> Exercise
Starting from the line containing "the white minibus", write out every remaining line exactly, the last one included.

> Dataset records
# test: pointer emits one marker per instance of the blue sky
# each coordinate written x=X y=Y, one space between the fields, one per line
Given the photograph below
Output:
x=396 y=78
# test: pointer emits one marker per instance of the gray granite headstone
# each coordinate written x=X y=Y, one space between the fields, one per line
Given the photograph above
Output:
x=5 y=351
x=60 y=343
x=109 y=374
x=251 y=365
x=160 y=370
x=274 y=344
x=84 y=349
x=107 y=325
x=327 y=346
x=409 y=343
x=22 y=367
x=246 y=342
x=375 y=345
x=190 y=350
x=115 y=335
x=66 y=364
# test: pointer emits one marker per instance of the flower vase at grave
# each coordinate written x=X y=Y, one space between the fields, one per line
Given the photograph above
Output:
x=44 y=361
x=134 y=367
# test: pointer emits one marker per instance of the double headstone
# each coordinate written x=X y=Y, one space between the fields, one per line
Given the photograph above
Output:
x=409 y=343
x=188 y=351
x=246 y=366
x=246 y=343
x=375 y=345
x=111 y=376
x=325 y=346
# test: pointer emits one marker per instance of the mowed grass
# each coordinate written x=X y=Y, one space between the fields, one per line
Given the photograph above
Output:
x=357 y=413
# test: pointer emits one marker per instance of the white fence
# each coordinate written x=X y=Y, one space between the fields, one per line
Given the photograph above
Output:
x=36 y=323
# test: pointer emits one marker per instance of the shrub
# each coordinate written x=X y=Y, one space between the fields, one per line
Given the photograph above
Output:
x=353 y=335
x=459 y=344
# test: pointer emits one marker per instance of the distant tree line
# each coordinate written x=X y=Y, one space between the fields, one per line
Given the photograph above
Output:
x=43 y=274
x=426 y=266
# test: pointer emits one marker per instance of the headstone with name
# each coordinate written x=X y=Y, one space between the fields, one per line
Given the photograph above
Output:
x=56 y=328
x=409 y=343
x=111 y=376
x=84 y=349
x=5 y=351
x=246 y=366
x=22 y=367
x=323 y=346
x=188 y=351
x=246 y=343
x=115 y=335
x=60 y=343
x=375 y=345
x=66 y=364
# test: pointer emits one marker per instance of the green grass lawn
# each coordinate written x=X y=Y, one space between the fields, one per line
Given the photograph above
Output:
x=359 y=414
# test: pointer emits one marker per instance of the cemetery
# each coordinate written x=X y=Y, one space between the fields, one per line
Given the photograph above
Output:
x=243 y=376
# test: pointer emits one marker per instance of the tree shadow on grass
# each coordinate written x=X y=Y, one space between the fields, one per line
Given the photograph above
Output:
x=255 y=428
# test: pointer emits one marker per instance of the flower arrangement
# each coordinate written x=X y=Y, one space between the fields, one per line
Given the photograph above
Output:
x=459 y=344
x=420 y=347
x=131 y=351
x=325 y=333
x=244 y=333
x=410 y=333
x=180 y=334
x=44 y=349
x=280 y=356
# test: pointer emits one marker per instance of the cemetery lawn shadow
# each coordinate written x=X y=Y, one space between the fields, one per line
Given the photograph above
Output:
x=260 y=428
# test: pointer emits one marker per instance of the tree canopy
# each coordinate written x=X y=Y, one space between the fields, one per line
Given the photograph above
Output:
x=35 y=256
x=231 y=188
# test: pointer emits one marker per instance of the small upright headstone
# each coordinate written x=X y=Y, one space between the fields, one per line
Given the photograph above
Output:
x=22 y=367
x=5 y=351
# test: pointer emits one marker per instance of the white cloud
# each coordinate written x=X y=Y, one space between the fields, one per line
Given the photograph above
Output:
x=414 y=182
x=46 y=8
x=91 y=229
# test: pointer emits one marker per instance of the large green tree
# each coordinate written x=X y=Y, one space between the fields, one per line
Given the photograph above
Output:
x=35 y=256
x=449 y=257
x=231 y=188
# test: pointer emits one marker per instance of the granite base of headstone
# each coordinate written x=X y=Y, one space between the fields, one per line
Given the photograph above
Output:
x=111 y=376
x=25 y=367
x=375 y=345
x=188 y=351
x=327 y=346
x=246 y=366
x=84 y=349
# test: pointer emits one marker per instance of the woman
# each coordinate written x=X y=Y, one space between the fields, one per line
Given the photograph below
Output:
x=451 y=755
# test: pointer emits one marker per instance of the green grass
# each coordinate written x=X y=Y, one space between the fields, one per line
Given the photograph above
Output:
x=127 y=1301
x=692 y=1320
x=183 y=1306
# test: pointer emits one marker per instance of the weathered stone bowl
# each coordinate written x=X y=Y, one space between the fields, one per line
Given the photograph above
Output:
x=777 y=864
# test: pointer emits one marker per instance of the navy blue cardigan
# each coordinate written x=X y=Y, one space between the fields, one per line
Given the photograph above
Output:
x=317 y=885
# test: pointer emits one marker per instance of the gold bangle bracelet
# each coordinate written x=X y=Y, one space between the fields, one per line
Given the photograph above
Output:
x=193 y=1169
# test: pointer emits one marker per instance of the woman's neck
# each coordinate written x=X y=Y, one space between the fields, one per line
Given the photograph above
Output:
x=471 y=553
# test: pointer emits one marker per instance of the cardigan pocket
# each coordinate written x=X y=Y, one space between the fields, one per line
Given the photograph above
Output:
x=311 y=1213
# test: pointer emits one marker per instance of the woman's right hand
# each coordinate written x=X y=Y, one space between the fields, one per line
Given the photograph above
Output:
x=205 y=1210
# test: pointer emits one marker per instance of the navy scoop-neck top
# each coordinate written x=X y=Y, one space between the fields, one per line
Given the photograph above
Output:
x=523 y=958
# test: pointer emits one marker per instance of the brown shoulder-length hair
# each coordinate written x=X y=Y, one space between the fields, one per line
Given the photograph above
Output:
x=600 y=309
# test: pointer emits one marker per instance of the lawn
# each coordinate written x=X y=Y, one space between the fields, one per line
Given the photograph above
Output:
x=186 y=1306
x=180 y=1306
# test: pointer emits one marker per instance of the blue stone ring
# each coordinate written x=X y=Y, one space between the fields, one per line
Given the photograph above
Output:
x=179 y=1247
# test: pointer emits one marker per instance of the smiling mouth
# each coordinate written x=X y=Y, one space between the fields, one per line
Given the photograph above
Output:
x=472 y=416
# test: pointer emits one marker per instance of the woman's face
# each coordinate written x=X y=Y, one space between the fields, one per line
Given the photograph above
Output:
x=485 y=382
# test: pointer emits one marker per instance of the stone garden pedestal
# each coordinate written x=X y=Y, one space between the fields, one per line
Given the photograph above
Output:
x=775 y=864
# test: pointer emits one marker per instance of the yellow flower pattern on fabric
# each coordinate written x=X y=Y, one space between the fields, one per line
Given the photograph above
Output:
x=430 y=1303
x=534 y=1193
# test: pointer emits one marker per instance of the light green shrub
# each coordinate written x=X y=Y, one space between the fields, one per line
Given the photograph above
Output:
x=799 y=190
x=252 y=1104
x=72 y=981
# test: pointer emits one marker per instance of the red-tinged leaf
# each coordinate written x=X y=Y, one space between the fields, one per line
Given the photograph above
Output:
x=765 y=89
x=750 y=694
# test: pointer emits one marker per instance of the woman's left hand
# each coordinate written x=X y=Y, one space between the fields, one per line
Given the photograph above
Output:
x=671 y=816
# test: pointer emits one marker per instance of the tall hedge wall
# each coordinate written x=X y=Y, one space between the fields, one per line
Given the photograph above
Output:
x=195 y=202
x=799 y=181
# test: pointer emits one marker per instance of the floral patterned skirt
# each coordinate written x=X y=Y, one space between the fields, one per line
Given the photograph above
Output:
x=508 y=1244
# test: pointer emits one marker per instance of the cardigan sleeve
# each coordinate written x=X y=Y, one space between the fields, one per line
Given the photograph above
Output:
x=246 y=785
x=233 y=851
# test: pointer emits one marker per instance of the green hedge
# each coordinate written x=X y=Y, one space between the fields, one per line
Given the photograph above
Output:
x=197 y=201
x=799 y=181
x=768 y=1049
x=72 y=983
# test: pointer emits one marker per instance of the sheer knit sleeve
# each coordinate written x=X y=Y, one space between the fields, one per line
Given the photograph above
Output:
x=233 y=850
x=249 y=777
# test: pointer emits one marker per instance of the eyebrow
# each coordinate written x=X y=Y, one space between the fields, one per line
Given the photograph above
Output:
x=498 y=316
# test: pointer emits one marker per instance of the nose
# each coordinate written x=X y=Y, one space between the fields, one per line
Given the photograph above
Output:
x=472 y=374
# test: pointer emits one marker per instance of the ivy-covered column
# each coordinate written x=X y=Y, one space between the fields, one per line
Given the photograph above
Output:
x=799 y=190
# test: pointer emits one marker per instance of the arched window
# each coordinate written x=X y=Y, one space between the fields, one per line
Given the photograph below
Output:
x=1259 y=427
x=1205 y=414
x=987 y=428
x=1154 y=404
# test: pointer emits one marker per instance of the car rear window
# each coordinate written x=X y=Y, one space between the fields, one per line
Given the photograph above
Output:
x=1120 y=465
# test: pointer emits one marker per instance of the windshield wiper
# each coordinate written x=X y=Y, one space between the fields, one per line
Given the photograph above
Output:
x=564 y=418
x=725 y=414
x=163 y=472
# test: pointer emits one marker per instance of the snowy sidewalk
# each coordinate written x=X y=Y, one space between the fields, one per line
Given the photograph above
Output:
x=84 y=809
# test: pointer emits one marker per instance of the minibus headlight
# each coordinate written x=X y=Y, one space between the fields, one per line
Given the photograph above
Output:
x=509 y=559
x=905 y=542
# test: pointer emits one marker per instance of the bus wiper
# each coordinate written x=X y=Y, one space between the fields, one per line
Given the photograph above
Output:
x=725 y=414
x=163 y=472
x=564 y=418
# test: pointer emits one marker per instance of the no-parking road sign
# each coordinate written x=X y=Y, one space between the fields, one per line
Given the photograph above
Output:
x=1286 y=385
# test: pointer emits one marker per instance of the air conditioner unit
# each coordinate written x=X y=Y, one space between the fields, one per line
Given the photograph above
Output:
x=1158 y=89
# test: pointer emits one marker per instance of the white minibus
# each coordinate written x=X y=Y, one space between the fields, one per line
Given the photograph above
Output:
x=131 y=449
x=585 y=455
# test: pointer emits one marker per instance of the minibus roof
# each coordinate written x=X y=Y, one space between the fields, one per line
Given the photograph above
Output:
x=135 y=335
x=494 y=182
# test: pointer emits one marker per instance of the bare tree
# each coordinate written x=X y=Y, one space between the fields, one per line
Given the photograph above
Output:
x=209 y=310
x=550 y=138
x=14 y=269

> Exercise answer
# test: pointer emits one marker per instance of the white minibus
# each coordinate written x=X y=Y, one space between the fields, one per line
Given the photograph above
Output:
x=131 y=449
x=585 y=455
# test: pointer emits one marker per instance of the minibus roof
# each coordinate written x=X y=Y, one space between the fields, one per line
Given the photograph above
Output:
x=135 y=335
x=494 y=182
# test: pointer emits one marker per instance of the bare tree
# each coordinate written x=X y=Y, one space between the fields, one per line
Given the photograph above
Output:
x=209 y=310
x=550 y=138
x=14 y=269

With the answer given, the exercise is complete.